In the article on Burt Reynolds below, turn the paragraph beginning "He also excelled in romantic comedies" into a short list that keeps each film, its year, and its co-stars.

- **Text provided**
-*-

September 6–Burt Reynolds, the charismatic macho star of such films as Deliverance, The Longest Yard and Smokey and the Bandit, died Thursday morning at Jupiter Medical Center in Florida. He was 82.
Photo: Reynolds in Deliverance
Reynolds received only one Oscar nomination, in the Supporting Actor category, when he portrayed porn director Jack Horner in Paul Thomas Anderson’s 1997 masterpiece, Boogie Nights.
More significantly (for him and the movie business), he was the No. 1 box-office attraction for a five-year stretch starting in the late 1970s.
Always with a wink and/or a smile, Reynolds shined in many action films, often doing his own stunts. He made acting look easy, fun, and effortless.
He also excelled in romantic comedies like Starting Over (1979) opposite Jill Clayburgh and Candice Bergen; The Best Little Whorehouse in Texas (1982) with Dolly Parton; Best Friends (1982) with Goldie Hawn; and, quite aptly, The Man Who Loved Women (1983) with Julie Andrews.
Though beloved by audiences for his brand of frivolous, good-ol’-boy fare, the playful Reynolds rarely was embraced by the critics.
The first time he saw himself in Boogie Nights, he was so unhappy he fired his agent. He went on to win a Golden Globe but lost out in the Oscar supporting actor race to Robin Williams for Good Will Hunting.
“I didn’t open myself to new writers or risky parts because I wasn’t interested in challenging myself as an actor. I was interested in having a good time,” Reynolds recalled in his 2015 memoir, But Enough About Me. “As a result, I missed a lot of opportunities to show I could play serious roles. By the time I finally woke up and tried to get it right, nobody would give me a chance.”
Reynolds was Hollywood’s top-grossing star every year from 1978 through 1982, equaling the longest stretch the business had seen since the days of Bing Crosby in the 1940s.
In 1978, he had four movies playing in theaters at the same time.
Reynolds’ career also is marked by the movies he didn’t make. Harrison Ford, Jack Nicholson and Bruce Willis surely were grateful after he turned down the roles of Han Solo, retired astronaut Garrett Breedlove and cop John McClane in Star Wars, Terms of Endearment and Die Hard, respectively.
He often said that passing on James L. Brooks’ Endearment was one of his worst career mistakes. Nicholson won the Supporting Actor Oscar for playing Breedlove.

-*-

- **Extracted entries**
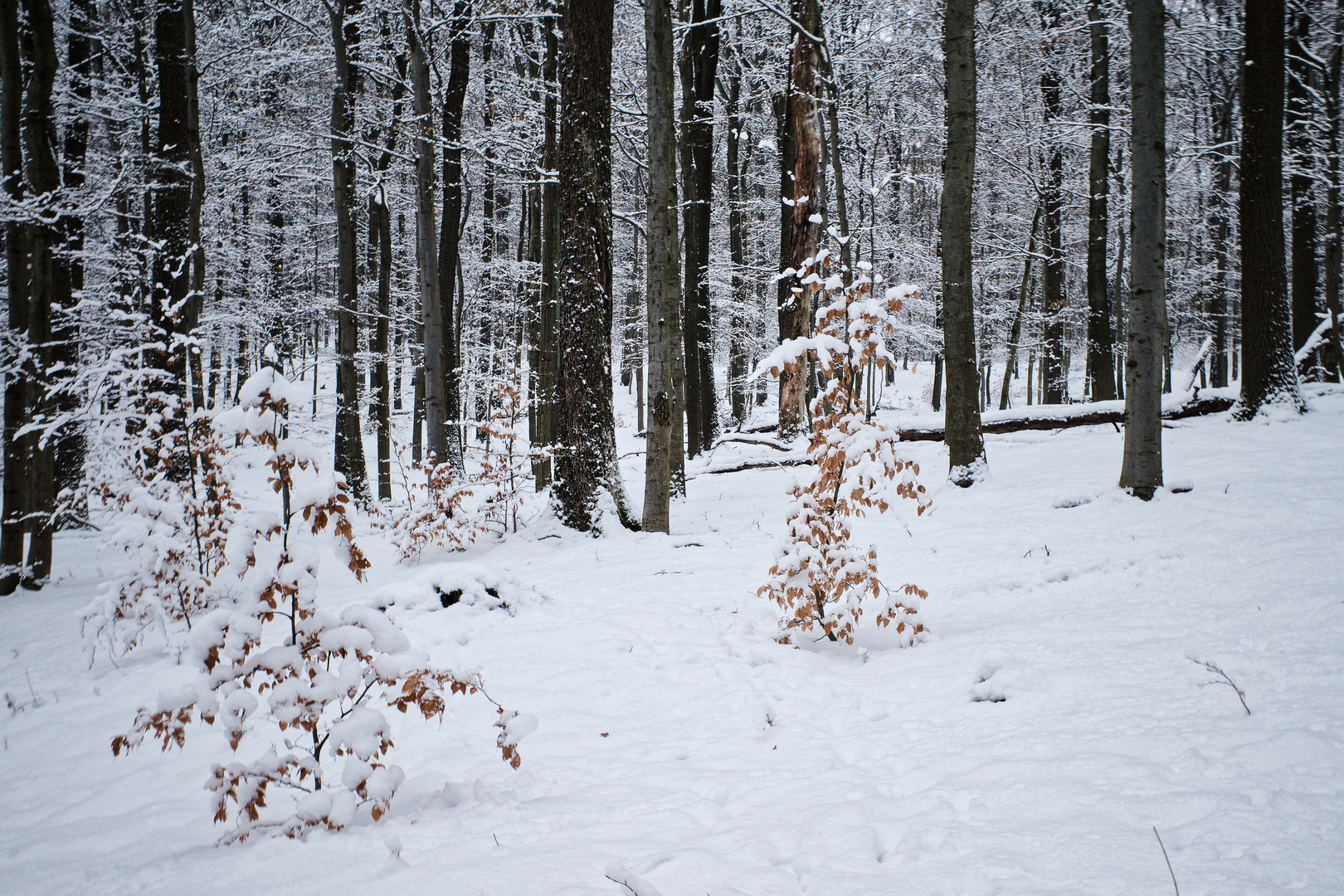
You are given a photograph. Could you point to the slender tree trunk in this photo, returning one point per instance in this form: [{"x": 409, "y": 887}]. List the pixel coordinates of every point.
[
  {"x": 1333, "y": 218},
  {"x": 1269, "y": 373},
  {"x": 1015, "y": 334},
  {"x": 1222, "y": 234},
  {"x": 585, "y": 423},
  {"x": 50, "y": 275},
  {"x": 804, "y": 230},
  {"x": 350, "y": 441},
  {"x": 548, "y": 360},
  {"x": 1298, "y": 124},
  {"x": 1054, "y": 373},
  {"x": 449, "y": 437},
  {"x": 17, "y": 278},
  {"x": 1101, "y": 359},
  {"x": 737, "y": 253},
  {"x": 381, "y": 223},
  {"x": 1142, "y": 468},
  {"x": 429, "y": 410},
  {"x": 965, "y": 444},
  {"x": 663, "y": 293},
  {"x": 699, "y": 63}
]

-*-

- **Response to this task**
Romantic comedies in which Reynolds excelled:
- Starting Over (1979), with Jill Clayburgh and Candice Bergen
- The Best Little Whorehouse in Texas (1982), with Dolly Parton
- Best Friends (1982), with Goldie Hawn
- The Man Who Loved Women (1983), with Julie Andrews